* Requirements *
Show every line in the records below that contains the word "overcast".
## start Input for this task
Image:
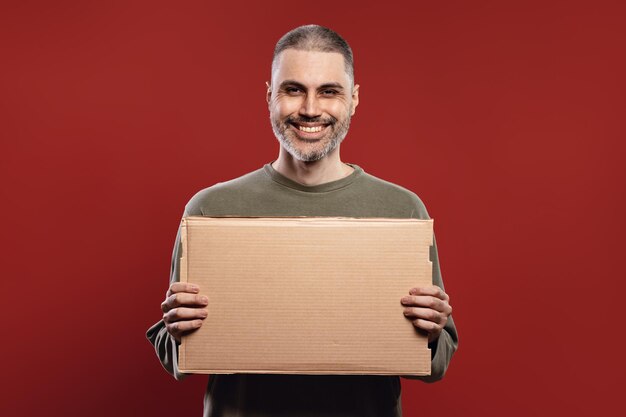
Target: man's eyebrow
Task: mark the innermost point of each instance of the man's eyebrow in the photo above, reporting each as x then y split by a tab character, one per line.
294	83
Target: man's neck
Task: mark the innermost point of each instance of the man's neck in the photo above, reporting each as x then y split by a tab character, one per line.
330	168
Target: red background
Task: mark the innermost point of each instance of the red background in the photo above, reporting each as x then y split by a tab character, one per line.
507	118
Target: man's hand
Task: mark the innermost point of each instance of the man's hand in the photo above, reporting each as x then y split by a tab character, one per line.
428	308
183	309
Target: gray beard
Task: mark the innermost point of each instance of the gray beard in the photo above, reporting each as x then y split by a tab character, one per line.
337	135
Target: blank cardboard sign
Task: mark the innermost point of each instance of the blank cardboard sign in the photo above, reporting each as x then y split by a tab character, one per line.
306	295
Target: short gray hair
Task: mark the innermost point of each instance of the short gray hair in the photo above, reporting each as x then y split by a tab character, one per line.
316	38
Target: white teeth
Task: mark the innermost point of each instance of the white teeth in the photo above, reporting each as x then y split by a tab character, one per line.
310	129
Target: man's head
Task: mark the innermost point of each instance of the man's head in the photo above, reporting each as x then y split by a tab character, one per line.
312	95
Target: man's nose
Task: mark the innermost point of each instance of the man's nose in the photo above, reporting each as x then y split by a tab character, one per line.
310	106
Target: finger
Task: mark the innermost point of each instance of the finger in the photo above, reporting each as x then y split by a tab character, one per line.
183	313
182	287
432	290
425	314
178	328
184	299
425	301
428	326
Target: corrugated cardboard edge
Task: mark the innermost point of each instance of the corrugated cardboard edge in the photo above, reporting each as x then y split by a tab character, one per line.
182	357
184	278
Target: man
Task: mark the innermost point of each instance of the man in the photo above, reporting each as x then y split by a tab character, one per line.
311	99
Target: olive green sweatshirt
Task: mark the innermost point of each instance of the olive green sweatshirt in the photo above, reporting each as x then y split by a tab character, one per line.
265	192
## end Input for this task
## start Input for this task
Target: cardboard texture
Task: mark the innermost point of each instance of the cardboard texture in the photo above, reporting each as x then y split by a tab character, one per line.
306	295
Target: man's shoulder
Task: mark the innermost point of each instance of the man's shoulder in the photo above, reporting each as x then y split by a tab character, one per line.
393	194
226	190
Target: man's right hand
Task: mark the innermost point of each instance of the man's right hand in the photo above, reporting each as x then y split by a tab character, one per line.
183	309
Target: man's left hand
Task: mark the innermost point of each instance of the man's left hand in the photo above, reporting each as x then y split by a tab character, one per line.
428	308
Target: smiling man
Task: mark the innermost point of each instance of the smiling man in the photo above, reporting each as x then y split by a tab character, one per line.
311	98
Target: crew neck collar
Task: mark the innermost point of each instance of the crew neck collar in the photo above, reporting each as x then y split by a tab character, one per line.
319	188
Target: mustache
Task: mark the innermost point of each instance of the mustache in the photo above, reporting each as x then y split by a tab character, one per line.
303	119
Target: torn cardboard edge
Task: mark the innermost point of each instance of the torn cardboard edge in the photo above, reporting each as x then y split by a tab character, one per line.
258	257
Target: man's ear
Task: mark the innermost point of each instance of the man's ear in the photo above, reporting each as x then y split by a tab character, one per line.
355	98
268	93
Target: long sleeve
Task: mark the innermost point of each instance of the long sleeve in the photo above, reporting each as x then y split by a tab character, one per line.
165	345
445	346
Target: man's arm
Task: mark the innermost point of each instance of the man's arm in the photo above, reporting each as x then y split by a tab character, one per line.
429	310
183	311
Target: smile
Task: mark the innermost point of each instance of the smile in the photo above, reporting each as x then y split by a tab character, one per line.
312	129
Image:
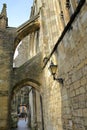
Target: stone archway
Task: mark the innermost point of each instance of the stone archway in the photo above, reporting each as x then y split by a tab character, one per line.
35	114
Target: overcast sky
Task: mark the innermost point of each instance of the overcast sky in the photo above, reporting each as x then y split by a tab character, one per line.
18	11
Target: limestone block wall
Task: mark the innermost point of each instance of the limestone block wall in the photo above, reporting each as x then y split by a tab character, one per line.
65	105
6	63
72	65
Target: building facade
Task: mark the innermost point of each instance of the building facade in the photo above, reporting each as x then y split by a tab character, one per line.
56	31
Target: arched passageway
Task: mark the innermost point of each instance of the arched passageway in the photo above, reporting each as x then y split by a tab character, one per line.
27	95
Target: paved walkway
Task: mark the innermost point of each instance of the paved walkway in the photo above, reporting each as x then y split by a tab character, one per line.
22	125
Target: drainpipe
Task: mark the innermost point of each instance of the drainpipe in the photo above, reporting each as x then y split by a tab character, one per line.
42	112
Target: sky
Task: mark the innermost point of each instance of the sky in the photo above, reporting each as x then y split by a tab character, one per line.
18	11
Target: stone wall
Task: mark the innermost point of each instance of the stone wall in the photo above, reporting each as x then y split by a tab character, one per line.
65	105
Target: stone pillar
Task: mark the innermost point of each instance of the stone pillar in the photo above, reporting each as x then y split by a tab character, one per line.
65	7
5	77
## end Input for this task
## start Input for this task
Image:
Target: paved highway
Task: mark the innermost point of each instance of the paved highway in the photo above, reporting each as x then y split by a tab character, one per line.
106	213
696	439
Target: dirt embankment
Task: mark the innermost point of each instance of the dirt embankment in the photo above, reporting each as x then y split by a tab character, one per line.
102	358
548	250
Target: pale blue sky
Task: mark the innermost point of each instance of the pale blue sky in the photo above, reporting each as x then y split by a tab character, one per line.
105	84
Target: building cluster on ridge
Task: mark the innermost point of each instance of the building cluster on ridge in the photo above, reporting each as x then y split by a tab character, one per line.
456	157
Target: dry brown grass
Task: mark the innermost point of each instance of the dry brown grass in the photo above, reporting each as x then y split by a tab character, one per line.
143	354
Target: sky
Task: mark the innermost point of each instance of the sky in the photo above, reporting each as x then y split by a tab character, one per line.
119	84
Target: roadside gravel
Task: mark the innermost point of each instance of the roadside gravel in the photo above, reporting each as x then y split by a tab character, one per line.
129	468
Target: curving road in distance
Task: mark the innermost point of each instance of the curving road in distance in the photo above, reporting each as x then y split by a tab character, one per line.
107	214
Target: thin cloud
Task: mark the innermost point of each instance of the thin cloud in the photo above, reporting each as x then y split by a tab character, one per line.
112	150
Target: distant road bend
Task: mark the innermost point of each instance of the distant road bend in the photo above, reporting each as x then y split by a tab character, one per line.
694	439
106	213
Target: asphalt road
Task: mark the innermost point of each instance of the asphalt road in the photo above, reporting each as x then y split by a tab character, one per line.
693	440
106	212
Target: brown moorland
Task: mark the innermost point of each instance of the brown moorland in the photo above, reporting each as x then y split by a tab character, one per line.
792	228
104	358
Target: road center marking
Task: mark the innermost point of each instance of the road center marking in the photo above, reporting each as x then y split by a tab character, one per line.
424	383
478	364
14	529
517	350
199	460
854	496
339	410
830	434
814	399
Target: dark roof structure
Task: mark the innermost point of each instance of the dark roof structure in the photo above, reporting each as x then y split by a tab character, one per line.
## end Input for this task
* Result *
Target: overcast sky
Task: mark the innermost point of each instance of the overcast sky in the photo above, reporting each as x then y split by a tab character, one per line.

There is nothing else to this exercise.